(Your goal)
Once every line containing "pixels" has been counted, report the total for the data and nothing else.
━━━ Exercise input
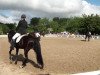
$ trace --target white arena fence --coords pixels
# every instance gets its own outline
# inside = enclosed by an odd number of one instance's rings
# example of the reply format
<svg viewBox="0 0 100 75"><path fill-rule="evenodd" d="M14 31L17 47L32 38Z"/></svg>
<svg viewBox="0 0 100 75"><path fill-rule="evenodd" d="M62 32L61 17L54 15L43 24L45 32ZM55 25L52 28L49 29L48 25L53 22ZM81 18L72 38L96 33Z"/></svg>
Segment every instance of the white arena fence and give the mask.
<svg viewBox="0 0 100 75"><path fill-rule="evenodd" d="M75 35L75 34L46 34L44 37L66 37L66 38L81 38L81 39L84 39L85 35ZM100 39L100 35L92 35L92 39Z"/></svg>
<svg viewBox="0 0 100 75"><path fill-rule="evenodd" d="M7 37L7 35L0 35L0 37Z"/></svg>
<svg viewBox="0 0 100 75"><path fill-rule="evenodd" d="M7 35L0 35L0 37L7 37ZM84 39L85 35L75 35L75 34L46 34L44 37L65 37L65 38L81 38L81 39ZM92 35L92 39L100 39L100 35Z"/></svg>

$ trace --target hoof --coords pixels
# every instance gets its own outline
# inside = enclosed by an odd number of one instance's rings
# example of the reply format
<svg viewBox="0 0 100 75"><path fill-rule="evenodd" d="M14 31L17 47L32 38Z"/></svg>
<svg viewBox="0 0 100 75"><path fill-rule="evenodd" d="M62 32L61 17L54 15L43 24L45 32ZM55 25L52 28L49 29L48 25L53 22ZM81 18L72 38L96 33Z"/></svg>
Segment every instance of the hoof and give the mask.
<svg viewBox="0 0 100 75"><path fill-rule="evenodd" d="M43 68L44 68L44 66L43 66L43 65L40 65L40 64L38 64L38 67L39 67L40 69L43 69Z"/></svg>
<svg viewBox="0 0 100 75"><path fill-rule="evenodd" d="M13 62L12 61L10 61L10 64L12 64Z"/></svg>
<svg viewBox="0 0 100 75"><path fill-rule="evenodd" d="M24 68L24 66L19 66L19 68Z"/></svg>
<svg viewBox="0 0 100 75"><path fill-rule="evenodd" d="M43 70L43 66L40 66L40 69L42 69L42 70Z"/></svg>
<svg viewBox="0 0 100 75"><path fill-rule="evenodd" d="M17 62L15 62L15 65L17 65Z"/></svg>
━━━━━━
(Written response)
2